I wish we had a feminist board

Like many women of my generation, I married too young. We grew apart, had little in common and separated when our child was six. I’d worked for the previous year. He said he couldn’t understand why I wasn’t happy, ‘I let you work’. That was 1978, rather than 1958.
I married again five years later. We had a three year relationship, and bought a house together a year before marrying. We had two children together, and brought up our three children together.
We shared cooking, shopping and responsibility for getting the children to school or childcare. It was as close to an equal partnership as we could manage. It meant both of us putting career aspirations at a lower level than if we hadn’t been a family.
Forty years on we have few regrets and many joys. We remain good friends with our childminder, our girls still call her aunti J and hug her if they meet her in the local shops.
It was tough, balancing demanding careers with the children, our parents, ourselves but we have been lucky. Satisfying, rewarding and never boring work.
Most of our close friends lived similar lives, so we juggled school holidays somehow.

-- Direction 1 --
In the piece on marriage, list the things the couple shared during the second marriage.
-- Direction 2 --
Copy out the piece on marriage from "Forty years on" up to and including "school holidays somehow.".
The records have nothing to do with this.

-- Data listing --
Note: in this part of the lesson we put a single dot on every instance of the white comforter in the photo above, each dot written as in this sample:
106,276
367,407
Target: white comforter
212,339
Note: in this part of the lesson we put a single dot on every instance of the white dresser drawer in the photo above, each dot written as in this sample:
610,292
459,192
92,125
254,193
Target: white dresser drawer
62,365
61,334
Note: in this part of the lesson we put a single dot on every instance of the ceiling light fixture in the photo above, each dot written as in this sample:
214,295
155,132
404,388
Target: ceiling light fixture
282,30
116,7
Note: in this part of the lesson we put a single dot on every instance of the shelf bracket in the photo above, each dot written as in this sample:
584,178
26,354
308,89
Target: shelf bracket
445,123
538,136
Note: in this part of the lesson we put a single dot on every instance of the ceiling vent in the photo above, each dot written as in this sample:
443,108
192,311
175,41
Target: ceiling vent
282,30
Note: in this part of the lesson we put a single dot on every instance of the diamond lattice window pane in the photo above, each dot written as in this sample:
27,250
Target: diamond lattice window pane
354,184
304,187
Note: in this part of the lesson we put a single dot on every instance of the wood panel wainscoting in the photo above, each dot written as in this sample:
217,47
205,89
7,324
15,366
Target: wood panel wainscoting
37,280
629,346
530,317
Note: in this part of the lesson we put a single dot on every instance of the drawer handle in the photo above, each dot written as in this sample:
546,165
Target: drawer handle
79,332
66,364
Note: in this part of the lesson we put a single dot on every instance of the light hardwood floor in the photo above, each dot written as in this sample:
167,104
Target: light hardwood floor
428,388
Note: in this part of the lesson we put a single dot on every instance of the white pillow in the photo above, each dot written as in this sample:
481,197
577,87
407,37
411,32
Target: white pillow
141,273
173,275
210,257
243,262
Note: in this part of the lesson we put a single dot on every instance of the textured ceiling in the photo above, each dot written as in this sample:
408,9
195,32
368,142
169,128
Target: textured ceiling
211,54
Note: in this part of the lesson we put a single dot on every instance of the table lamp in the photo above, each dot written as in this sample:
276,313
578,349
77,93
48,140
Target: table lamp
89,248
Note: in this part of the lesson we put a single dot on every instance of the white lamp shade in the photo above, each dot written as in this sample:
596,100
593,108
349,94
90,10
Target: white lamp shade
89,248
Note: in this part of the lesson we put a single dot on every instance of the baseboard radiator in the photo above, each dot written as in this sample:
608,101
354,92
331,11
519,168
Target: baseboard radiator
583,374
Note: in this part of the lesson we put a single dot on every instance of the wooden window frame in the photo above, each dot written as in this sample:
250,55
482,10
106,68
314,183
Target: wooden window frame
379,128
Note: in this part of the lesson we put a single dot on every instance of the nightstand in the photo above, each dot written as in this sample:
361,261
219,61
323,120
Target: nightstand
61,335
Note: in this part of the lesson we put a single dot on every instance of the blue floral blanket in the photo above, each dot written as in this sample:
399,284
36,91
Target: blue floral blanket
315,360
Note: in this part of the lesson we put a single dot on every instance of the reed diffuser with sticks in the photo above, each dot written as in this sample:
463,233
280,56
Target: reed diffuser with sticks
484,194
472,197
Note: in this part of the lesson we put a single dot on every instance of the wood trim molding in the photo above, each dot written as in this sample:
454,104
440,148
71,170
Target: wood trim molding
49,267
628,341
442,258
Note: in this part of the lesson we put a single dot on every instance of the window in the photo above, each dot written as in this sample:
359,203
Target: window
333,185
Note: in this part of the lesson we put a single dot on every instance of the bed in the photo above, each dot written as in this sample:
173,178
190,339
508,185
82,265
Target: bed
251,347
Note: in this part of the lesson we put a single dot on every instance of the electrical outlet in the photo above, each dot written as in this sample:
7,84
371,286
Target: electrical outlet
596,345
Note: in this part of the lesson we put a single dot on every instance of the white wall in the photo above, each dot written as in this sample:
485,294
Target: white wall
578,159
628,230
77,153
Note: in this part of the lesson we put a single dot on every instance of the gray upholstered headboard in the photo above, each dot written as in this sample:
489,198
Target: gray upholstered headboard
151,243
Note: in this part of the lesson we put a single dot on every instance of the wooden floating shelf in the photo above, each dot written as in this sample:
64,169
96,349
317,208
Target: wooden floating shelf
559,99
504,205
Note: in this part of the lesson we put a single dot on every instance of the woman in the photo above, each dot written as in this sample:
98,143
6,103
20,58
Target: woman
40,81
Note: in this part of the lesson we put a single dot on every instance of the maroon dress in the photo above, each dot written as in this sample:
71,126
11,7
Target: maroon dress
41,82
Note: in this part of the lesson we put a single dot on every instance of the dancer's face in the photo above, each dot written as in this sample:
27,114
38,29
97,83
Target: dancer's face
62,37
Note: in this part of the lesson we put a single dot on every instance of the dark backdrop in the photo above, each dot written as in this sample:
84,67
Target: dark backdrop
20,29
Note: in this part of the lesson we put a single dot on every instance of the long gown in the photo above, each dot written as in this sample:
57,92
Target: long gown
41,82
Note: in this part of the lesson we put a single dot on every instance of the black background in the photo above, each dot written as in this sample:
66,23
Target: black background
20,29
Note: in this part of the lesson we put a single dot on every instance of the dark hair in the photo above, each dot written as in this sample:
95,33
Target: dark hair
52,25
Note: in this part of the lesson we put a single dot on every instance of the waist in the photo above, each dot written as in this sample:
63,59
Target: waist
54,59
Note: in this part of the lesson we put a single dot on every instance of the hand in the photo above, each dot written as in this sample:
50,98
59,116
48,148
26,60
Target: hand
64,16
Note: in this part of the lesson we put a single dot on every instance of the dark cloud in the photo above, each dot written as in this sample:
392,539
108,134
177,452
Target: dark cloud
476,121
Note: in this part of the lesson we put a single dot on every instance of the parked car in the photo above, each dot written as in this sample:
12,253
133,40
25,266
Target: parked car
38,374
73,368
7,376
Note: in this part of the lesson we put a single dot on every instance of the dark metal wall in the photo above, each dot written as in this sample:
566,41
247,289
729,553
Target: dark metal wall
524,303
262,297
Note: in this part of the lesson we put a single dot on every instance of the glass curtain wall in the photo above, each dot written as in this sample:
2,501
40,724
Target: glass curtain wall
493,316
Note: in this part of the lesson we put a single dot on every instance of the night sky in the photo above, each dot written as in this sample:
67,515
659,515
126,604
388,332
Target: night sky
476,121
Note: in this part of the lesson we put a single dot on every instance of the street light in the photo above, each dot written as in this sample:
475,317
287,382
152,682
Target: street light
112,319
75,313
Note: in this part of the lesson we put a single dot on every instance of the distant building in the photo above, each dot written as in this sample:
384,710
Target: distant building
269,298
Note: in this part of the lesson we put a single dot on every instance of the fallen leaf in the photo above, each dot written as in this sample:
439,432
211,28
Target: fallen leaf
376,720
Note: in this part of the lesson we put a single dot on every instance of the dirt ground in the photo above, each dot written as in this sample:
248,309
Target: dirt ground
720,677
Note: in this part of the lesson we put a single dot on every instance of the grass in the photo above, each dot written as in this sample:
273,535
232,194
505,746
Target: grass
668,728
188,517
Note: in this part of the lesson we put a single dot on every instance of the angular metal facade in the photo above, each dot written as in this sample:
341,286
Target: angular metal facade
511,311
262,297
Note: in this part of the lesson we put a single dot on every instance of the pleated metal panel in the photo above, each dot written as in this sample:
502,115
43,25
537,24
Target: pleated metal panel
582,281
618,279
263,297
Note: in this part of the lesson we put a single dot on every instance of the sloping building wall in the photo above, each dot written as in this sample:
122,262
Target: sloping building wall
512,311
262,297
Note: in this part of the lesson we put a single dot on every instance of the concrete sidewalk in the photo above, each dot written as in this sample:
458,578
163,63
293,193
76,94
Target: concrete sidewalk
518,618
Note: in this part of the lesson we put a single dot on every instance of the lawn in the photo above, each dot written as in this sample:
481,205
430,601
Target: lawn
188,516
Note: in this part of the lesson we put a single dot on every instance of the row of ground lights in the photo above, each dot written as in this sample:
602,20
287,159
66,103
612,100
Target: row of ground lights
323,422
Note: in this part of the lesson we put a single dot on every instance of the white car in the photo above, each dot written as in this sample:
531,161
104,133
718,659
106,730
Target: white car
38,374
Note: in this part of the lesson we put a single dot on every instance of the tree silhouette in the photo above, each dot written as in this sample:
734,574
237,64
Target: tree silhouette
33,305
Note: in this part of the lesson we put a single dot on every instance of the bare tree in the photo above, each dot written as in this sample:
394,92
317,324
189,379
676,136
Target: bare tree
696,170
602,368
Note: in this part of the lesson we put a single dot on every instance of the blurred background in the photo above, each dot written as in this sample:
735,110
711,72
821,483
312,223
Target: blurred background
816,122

-- Solution 1 --
- Cooking
- Shopping
- Responsibility for getting the children to school or childcare

-- Solution 2 --
Forty years on we have few regrets and many joys. We remain good friends with our childminder, our girls still call her aunti J and hug her if they meet her in the local shops.
It was tough, balancing demanding careers with the children, our parents, ourselves but we have been lucky. Satisfying, rewarding and never boring work.
Most of our close friends lived similar lives, so we juggled school holidays somehow.